### GIVEN INSTRUCTION
Copy each of the following records line for line, without changing anything.

### MATERIAL SHOWN
++++++++++++++++++++

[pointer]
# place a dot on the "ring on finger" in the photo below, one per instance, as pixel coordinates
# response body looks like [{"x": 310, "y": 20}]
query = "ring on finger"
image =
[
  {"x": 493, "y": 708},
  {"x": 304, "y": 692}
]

++++++++++++++++++++

### EXERCISE RESULT
[pointer]
# place a dot on the "ring on finger" in the photo below, one per instance, as pixel coordinates
# response body looks like [{"x": 310, "y": 20}]
query = "ring on finger"
image =
[
  {"x": 493, "y": 708},
  {"x": 304, "y": 692}
]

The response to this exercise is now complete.